• _Consigna_:
Continúa, por favor, el relato sobre los errores de concepto de las alumnas a partir de su última oración.

Habíamos estudiado los Países Bajos y su interesante sistema de pólderes, por el cual se ganaron tierras al mar desde el siglo XIII. Pues bien, para algunas alumnas tal proeza se había logrado gracias a la labor de los bomberos. Desconozco si primero imaginaron un enorme incendio. Lo que quedó claro es que no me atendieron cuando expliqué (con lujo de detalles) la importancia de los molinos de viento y el bombeo al que fueron sometidos los terrenos con el fin de desecarlos.
El segundo error de concepto desopilante ocurrió cuando varias estudiantes explicaron, en una evaluación escrita, que el auge de la explotación forestal en Europa de debió a la abundancia de “hormigas grandes”. En realidad, tenían que asociarlo al desarrollo de la técnica del hormigón armado, que requería enorme cantidad de madera para el encofrado. Convengamos que el nivel de análisis era profundo, pero era otra época: la época preinternet.

• _Datos de señalamiento mediante expresiones referenciales_:
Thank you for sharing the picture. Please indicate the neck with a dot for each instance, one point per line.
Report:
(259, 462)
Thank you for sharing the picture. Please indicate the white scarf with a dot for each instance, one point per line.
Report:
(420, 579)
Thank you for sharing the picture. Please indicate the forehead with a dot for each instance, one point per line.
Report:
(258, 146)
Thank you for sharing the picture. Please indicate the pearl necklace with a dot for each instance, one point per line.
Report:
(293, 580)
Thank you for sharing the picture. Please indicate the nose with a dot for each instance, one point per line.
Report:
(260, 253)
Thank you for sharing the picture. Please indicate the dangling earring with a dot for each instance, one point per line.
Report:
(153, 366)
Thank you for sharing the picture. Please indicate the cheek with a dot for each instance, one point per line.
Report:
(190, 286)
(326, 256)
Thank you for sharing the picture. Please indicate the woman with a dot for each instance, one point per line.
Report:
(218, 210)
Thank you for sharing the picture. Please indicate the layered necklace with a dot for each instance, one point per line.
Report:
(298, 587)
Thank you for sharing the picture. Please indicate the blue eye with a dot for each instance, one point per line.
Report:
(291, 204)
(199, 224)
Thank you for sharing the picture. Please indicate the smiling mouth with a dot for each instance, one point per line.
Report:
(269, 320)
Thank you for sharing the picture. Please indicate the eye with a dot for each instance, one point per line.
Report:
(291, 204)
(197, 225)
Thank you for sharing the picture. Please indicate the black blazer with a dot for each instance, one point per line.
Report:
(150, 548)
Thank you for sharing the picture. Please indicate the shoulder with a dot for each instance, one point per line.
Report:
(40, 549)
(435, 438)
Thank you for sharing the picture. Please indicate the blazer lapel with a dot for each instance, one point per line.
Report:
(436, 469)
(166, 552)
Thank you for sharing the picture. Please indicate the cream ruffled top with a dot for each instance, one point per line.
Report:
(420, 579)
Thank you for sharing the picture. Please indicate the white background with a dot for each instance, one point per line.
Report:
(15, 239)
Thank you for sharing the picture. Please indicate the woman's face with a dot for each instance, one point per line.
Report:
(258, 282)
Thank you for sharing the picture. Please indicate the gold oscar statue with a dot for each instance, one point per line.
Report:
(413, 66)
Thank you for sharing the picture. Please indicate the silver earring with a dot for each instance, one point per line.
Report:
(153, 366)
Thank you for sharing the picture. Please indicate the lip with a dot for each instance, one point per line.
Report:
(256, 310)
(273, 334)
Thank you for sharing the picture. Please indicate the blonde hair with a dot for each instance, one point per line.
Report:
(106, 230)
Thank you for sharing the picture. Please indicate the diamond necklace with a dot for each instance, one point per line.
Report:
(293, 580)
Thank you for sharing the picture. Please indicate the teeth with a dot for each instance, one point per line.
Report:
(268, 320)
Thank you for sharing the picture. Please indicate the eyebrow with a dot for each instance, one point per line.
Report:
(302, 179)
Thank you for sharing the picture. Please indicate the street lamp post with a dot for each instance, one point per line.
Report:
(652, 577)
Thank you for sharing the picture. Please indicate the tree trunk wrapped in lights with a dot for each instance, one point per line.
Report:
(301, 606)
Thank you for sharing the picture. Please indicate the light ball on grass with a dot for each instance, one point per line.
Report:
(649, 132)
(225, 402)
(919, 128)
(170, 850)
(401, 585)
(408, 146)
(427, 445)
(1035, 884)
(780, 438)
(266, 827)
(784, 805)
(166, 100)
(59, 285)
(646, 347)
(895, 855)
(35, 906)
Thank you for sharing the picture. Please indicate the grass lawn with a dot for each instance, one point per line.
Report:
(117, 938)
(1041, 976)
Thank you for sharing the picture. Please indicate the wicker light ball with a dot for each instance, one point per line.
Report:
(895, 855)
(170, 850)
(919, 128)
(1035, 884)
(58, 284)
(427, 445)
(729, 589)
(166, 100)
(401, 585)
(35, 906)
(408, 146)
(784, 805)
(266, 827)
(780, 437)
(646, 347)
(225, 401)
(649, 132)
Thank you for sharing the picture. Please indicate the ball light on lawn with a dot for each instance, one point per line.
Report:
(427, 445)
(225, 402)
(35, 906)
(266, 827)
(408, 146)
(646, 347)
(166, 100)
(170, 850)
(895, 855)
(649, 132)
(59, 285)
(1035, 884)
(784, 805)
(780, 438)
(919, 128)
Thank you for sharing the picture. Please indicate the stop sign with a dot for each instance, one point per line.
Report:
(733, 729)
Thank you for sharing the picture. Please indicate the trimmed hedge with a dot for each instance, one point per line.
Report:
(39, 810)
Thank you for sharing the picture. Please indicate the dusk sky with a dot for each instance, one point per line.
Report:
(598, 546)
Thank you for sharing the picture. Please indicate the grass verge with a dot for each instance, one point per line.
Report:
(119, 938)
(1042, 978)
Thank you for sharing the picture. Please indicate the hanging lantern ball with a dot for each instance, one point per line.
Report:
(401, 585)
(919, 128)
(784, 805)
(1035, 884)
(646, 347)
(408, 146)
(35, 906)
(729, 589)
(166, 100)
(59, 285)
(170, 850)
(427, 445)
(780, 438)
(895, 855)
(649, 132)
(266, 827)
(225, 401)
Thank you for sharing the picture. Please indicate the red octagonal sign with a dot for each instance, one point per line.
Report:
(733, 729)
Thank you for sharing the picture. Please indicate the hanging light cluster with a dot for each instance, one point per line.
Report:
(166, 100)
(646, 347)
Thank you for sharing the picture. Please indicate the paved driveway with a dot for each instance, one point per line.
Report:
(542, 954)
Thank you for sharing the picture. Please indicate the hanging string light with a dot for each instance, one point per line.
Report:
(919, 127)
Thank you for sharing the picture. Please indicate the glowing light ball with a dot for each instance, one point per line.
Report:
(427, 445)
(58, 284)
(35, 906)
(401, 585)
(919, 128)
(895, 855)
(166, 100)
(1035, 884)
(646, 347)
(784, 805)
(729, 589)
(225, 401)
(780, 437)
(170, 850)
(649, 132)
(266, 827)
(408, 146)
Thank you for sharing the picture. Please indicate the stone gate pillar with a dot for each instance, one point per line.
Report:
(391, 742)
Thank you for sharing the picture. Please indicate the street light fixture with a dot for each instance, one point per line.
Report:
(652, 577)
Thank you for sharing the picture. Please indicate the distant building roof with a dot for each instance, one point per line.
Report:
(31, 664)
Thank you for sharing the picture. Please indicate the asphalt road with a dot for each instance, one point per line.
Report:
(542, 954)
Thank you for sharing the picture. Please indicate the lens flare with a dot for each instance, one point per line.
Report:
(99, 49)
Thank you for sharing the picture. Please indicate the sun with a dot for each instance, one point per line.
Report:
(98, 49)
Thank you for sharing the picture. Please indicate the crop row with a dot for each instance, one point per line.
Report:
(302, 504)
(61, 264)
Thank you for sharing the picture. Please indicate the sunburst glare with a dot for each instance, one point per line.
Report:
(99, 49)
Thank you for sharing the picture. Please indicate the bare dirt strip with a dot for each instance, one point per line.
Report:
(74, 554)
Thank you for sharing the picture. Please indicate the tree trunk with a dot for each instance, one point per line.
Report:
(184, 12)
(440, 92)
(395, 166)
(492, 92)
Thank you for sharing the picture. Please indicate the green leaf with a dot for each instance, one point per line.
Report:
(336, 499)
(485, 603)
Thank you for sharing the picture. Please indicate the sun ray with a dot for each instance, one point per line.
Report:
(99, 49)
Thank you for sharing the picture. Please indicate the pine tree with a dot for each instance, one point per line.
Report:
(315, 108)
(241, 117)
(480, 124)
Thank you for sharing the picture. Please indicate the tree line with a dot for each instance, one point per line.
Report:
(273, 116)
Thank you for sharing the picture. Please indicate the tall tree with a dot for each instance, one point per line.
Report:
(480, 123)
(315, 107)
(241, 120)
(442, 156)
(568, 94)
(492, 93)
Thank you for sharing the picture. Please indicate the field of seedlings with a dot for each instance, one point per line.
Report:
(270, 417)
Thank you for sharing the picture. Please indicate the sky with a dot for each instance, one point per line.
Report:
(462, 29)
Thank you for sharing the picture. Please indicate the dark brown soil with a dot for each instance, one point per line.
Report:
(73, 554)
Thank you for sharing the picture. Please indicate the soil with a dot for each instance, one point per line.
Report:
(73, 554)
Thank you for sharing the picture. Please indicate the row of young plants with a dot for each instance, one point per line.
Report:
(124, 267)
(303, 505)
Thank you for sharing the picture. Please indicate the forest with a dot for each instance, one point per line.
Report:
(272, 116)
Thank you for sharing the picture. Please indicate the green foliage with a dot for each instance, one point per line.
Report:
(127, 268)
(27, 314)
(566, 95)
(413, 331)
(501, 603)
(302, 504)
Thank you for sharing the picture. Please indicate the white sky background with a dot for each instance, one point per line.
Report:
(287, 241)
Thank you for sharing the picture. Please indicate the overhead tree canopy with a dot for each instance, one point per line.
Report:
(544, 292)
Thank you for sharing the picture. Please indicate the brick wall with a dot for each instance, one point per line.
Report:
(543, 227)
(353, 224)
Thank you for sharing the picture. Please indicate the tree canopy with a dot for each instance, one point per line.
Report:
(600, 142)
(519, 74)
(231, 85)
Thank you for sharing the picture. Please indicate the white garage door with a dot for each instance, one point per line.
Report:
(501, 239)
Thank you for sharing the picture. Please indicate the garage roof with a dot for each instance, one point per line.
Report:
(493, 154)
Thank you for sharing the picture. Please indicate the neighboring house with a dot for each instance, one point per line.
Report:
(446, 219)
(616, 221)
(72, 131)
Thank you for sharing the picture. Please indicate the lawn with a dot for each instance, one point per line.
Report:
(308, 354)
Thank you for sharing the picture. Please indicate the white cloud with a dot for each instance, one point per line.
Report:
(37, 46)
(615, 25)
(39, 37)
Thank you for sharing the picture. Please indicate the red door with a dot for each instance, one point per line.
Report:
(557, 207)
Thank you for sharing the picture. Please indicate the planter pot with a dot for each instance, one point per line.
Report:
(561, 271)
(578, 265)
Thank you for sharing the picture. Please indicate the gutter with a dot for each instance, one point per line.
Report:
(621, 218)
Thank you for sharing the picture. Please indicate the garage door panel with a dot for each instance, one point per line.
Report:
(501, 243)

• _Respuesta_:
En la categoría “mesa de examen”, recuerdo aquella vez que un estudiante tenía que explicar la composición de una pirámide demográfica. En lugar de hablar de edad adulta (que va de 15 a 64 años), directamente habló de edad adúltera, metiéndonos a todos en la misma bolsa y obligando a los miembros del tribunal examinador a morderse los labios para evitar la tentación de risa y dedicar unos minutos a una serie de precisiones conceptuales.
Lo que también me percaté durante el desarrollo de varias mesas de exámenes es que, mientras los profesores de Geografía les exigíamos a los alumnos que supieran marcar el recorrido de un río desde sus nacientes hasta su desembocadura, los profes de Historia exigían al revés: saber marcar el mismo río desde la costa para determinar el recorrido de las rutas de penetración de las corrientes colonizadoras. Más de un alumno se habrá preguntado sobre el origen de tales caprichos, cuando para cada ciencia social es la forma correcta, porque depende del criterio…
En la categoría “trueque”, el más osado fue cuando un estudiante ubicó a la mara patagónica en los esteros de Iberá, en Corrientes, y al yacaré en el Parque Nacional Los Glaciares, en la provincia de Santa Cruz.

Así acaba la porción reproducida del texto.